Tensor decompositions generalize matrix factorizations to multi-way arrays — or tensors — preserving the multi-way structure while achieving compression, denoising, and interpretable factor extraction. The two classical decompositions are:

CP (CANDECOMP/PARAFAC): Decomposes a tensor into a sum of rank-1 terms (outer products of vectors). This is the natural generalization of the matrix rank-1 decomposition from the SVD topic.
Tucker decomposition: Decomposes a tensor into a core tensor multiplied by a factor matrix along each mode. This generalizes PCA: each factor matrix captures the principal subspace along one mode, and the core tensor captures multi-mode interactions.

Beyond these classical methods, we develop three modern decompositions:

HOSVD (Higher-Order SVD): A specific Tucker decomposition computed by applying the matrix SVD along each mode. It provides the tensor analog of the Spectral Theorem’s eigendecomposition.

INFORMATION SUPPLIED:
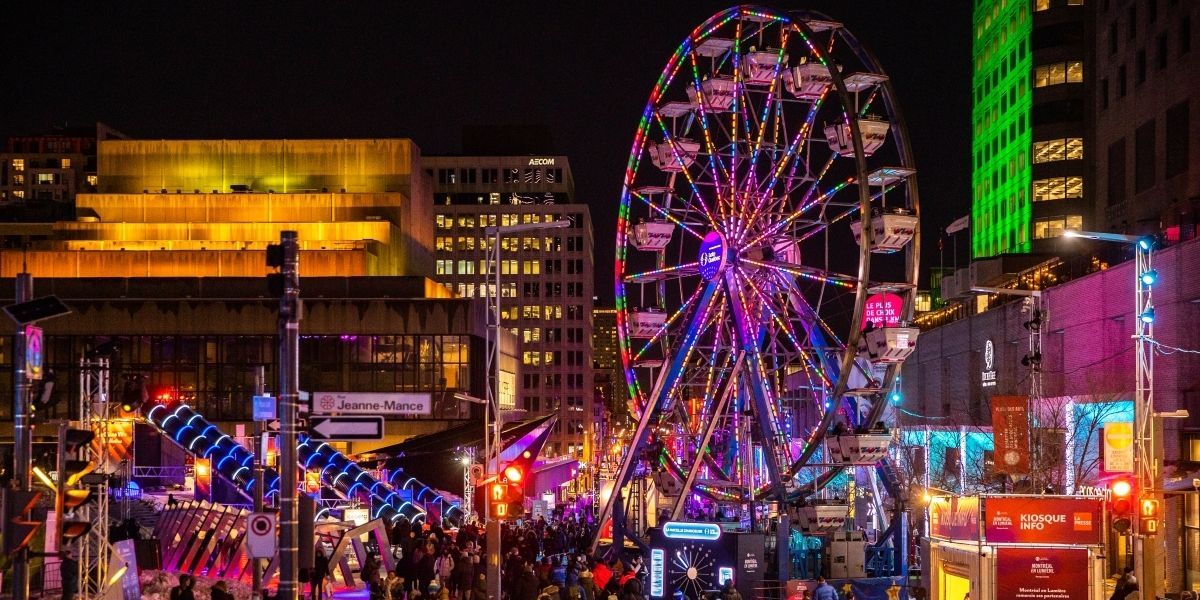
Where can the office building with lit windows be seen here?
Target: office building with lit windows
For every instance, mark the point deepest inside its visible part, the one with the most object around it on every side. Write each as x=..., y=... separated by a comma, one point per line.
x=1030, y=162
x=1147, y=117
x=545, y=277
x=40, y=175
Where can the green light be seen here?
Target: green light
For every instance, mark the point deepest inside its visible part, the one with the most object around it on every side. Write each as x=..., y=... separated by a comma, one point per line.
x=1001, y=180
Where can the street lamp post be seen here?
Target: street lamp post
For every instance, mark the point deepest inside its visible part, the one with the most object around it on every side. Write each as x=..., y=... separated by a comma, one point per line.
x=496, y=233
x=1147, y=454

PROBLEMS AND TASKS:
1) In the excerpt on tensor decompositions, condense the paragraph beginning "Tucker decomposition: Decomposes a tensor" into a short bulleted list that keeps its main facts.
2) Pick up the excerpt on tensor decompositions after its final sentence and keep writing it.

ANSWERS PER TASK:
1)
- Tucker decomposition splits a tensor into a core tensor multiplied by a factor matrix along each mode.
- It generalizes PCA.
- Each factor matrix captures the principal subspace along one mode.
- The core tensor captures multi-mode interactions.

2)
Tensor Train (TT): A chain-structured decomposition that avoids the exponential blow-up of Tucker, scaling linearly in the number of modes. Also known as Matrix Product States (MPS) in quantum physics.
t-SVD (tensor SVD via the Fourier domain): An algebraically exact generalization of the matrix SVD to order-3 tensors, complete with an Eckart–Young optimality theorem — the only tensor decomposition that achieves this.

What We Cover

Tensor Fundamentals — definitions, fibers, slices, mode- $n$ products, and unfoldings.
CP Decomposition — rank-1 outer product form, Kruskal’s uniqueness theorem, and ALS.
Tucker Decomposition — multilinear rank, connection to PCA, and existence theorem.
HOSVD — higher-order SVD, all-orthogonality, and approximation bounds.
Tensor Train — TT format, TT-SVD algorithm, and storage scaling.
The t-SVD — t-product, t-SVD, tubal rank, and the Eckart–Young theorem for tensors.
Multilinear PCA — from PCA to MPCA and the connection to Tucker.
Applications — recommender systems, video surveillance, neuroimaging, quantum chemistry, and TDA connections.
Computational Notes — Python libraries, complexity, and numerical considerations.

1. Tensor Fundamentals

What Is a Tensor?

Definition 1 (Tensor and order).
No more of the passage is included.